**Data in this exercise**
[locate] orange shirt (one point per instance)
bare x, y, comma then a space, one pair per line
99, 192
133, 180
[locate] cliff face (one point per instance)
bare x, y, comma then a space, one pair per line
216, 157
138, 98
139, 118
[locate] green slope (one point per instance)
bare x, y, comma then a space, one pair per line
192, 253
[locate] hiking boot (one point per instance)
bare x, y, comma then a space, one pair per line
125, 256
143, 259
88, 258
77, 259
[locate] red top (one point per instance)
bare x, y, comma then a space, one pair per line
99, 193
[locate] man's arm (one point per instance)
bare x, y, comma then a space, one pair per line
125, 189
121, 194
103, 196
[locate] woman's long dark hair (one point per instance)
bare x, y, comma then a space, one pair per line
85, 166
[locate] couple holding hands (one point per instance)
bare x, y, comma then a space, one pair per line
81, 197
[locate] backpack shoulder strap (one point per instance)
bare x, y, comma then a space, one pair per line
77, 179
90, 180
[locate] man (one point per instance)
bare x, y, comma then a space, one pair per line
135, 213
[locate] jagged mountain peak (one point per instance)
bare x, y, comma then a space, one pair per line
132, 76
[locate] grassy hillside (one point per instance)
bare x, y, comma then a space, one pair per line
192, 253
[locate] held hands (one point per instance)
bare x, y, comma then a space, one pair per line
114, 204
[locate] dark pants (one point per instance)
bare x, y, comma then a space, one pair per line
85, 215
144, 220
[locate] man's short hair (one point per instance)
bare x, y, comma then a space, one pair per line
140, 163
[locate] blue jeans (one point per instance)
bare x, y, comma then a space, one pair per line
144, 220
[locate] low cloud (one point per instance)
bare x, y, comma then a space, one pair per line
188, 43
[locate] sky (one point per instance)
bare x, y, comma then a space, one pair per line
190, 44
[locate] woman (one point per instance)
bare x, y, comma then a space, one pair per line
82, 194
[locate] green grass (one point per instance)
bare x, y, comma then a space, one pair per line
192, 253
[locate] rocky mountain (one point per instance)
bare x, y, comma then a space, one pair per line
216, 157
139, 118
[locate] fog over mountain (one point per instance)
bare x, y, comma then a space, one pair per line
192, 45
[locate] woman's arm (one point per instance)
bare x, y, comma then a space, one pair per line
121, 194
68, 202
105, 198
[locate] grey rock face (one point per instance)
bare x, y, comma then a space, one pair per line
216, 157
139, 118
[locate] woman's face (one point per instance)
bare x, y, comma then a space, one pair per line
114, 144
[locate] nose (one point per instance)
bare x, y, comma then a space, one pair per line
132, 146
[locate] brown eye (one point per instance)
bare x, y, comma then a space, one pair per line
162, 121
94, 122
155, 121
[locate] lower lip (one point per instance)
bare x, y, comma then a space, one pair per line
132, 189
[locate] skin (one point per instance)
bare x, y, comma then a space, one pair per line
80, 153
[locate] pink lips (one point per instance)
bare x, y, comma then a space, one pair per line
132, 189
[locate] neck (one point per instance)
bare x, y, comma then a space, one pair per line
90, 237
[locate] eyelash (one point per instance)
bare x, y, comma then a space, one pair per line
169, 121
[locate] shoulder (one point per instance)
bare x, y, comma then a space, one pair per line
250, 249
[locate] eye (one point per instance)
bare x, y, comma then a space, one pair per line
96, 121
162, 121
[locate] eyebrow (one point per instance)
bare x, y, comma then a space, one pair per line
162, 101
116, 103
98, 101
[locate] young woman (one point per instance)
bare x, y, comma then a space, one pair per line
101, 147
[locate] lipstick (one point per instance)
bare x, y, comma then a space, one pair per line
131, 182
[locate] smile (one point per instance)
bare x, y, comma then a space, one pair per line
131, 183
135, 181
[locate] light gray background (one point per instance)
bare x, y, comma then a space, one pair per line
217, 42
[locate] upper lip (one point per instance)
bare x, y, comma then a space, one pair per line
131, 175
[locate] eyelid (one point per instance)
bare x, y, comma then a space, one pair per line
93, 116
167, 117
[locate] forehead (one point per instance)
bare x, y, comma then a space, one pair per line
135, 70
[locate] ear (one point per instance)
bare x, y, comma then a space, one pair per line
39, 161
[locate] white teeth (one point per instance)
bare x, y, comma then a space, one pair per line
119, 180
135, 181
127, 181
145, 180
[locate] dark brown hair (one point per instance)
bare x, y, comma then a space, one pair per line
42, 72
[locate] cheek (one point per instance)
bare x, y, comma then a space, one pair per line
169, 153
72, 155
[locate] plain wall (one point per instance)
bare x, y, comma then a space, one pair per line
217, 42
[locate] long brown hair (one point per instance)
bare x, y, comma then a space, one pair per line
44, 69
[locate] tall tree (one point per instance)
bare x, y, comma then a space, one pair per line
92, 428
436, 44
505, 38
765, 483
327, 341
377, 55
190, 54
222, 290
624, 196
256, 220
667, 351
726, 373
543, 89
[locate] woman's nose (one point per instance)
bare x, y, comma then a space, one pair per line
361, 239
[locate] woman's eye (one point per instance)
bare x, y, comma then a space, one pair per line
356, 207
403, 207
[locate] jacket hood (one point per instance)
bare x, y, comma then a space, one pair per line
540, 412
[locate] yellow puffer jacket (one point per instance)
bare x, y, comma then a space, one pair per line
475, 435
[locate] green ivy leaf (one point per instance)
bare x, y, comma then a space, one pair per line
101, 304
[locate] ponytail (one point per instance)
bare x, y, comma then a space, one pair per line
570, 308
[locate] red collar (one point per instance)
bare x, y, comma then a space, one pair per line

**Your goal**
Give the lines of the listing as a JSON list of strings, one string per line with blank lines omitted, starting at the line that contains "[locate] woman's eye (one point per instance)" and ending at the last line of the listing.

**Task result**
[
  "[locate] woman's eye (one point per instance)",
  "bare x, y, comma then a space, one pair per line",
  "356, 207",
  "403, 207",
  "[locate] jacket hood (one point per instance)",
  "bare x, y, comma then a space, one pair per line",
  "540, 412",
  "[locate] yellow puffer jacket (one point per instance)",
  "bare x, y, comma then a space, one pair per line",
  "475, 435",
  "[locate] green ivy leaf (one point per instance)",
  "bare x, y, comma then a space, one pair per line",
  "101, 304",
  "[locate] ponytail (one point per instance)",
  "bare x, y, comma then a space, one pair per line",
  "570, 308",
  "[locate] red collar (one point per instance)",
  "bare x, y, comma then a space, one pair per line"
]